Starting at the line that contains "Where can the cat's hind leg", copy each line through the final one exactly as written.

* Begin MATERIAL SUPPLIED *

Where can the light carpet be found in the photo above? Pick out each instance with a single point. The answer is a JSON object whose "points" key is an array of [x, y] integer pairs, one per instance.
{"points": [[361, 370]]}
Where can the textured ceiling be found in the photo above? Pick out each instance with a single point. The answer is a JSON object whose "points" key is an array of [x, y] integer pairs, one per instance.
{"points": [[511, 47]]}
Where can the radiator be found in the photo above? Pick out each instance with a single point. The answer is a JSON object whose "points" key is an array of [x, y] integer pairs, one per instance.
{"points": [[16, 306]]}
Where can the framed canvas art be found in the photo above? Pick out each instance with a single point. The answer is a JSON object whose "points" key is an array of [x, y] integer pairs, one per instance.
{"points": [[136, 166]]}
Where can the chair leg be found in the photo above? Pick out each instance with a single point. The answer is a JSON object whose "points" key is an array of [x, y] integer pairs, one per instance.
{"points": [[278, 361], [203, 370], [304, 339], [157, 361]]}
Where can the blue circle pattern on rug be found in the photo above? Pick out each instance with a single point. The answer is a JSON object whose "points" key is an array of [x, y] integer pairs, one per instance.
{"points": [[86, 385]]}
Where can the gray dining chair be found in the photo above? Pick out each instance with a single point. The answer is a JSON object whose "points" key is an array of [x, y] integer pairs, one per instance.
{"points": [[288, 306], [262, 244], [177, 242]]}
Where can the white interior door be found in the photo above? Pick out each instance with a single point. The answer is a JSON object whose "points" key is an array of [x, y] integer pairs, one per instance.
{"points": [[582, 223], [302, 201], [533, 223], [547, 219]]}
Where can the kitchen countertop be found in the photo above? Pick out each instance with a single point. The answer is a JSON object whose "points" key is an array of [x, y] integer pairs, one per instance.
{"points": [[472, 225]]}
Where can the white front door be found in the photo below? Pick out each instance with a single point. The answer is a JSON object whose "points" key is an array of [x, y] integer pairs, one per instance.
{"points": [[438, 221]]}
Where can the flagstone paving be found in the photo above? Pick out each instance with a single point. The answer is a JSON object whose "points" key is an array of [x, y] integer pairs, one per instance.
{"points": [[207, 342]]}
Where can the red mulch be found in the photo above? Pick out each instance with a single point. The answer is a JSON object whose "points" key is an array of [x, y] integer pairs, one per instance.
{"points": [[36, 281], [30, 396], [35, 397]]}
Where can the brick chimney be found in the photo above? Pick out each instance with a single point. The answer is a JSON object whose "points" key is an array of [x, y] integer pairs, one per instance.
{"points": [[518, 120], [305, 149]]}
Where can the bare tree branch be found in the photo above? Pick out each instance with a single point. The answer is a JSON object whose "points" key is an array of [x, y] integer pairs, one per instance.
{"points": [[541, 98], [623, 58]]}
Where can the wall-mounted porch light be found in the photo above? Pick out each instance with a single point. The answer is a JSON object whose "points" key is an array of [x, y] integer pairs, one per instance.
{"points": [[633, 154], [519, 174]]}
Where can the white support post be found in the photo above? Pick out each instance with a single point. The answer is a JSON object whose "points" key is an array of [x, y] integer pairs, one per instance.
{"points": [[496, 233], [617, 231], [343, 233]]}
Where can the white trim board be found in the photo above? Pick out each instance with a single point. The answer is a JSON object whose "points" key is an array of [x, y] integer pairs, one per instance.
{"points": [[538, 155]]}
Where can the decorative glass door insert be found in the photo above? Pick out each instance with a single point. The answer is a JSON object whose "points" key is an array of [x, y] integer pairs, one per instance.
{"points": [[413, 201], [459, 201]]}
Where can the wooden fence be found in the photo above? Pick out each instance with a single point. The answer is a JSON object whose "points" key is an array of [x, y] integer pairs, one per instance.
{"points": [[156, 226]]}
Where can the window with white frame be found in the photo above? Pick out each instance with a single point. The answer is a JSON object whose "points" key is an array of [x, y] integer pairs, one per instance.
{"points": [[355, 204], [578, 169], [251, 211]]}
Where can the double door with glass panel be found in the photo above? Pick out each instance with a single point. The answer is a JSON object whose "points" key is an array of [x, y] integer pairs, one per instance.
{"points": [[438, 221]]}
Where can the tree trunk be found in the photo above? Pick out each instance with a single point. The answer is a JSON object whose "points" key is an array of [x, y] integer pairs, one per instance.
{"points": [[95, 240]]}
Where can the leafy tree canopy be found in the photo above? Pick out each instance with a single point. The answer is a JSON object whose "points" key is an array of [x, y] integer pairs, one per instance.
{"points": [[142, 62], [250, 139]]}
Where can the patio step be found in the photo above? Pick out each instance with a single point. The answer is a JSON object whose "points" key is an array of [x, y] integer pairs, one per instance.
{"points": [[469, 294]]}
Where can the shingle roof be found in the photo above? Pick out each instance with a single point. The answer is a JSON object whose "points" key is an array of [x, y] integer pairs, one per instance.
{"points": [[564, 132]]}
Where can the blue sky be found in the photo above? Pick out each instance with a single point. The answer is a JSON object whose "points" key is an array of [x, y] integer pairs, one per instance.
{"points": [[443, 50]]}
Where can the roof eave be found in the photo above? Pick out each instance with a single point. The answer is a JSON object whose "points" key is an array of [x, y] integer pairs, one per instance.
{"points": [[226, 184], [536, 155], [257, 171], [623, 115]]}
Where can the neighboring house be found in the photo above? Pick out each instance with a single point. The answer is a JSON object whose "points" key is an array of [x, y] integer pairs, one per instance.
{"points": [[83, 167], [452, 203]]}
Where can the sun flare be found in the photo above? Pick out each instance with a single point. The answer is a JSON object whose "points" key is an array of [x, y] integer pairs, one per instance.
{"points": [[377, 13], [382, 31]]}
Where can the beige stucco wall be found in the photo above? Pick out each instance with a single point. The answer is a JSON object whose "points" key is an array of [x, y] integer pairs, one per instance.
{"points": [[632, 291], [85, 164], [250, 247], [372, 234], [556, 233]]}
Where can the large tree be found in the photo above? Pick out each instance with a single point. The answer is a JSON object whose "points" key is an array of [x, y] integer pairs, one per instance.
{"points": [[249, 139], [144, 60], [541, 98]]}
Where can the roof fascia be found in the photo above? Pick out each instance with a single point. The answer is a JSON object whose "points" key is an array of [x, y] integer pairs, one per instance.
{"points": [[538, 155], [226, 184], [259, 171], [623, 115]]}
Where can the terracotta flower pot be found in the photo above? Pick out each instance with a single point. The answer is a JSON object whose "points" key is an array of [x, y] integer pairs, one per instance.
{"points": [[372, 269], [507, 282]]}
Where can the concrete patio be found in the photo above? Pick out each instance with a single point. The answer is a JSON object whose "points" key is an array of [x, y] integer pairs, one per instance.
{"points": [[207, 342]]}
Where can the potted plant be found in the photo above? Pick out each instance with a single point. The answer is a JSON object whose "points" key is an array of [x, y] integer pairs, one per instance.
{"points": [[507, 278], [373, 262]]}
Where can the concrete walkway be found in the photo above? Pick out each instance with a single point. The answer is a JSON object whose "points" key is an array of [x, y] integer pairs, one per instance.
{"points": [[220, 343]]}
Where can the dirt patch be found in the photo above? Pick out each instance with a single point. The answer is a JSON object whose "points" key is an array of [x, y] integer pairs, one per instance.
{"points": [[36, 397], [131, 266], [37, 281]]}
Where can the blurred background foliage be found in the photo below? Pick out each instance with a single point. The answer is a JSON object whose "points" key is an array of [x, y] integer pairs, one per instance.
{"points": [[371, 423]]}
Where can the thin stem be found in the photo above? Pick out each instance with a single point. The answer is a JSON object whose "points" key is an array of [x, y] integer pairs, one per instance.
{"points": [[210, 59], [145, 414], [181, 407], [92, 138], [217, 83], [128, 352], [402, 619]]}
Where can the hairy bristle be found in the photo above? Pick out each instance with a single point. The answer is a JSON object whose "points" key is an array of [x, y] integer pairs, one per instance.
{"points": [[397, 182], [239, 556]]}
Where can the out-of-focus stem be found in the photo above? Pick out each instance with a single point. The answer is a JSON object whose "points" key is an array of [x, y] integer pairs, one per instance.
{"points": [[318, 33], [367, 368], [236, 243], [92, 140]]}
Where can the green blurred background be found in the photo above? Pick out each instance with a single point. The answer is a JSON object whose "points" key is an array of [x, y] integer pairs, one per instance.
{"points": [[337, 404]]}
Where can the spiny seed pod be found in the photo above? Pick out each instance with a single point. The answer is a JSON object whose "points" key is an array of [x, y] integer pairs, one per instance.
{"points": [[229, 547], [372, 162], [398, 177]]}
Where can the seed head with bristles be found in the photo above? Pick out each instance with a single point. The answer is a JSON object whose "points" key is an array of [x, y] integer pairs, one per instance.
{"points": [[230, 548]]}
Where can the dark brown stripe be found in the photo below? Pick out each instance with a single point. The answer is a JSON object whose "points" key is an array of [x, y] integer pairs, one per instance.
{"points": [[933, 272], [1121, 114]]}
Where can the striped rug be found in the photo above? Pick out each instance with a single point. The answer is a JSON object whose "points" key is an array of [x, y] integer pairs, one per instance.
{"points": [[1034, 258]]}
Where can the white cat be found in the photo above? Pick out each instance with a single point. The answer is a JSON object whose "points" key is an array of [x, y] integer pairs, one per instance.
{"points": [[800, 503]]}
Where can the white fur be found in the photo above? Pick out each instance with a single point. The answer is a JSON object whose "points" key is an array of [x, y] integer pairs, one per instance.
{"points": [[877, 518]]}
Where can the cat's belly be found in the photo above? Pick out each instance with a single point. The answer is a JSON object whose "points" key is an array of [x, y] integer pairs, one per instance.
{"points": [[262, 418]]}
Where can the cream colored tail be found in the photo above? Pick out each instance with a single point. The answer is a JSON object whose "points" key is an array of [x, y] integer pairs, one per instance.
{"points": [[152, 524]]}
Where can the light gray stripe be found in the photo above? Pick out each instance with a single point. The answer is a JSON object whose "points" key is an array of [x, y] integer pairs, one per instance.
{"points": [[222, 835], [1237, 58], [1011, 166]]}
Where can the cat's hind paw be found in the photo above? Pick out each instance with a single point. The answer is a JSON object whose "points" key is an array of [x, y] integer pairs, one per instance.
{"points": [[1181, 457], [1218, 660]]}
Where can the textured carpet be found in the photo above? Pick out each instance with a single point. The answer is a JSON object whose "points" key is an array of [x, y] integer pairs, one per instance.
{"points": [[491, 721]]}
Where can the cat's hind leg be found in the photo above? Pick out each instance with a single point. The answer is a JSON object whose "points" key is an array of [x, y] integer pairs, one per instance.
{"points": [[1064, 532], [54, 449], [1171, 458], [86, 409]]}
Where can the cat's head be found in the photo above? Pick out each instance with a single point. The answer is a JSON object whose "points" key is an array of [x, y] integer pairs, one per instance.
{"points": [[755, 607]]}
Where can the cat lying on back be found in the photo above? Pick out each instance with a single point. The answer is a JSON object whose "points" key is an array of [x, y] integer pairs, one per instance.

* End MATERIAL SUPPLIED *

#### [TASK OUTPUT]
Where can the cat's hind leg be found in the photo above? Pick out each instance with a single point. The answer is a JSON object whose "points" key is an array of [x, y] integer pairs, one per instance.
{"points": [[1064, 532], [54, 449], [1171, 458], [86, 409]]}
Where can the cat's head be found in the photo above? Pick out each instance with a single point. The answer is a JSON object whose "points" key is an array of [x, y] integer pairs, one per instance.
{"points": [[755, 607]]}
Where can the cat lying on back be found in the photo above? Pick out each instance with a single point. The answer is a JSON object whose "points" key is an array of [x, y] integer pairs, one per instance.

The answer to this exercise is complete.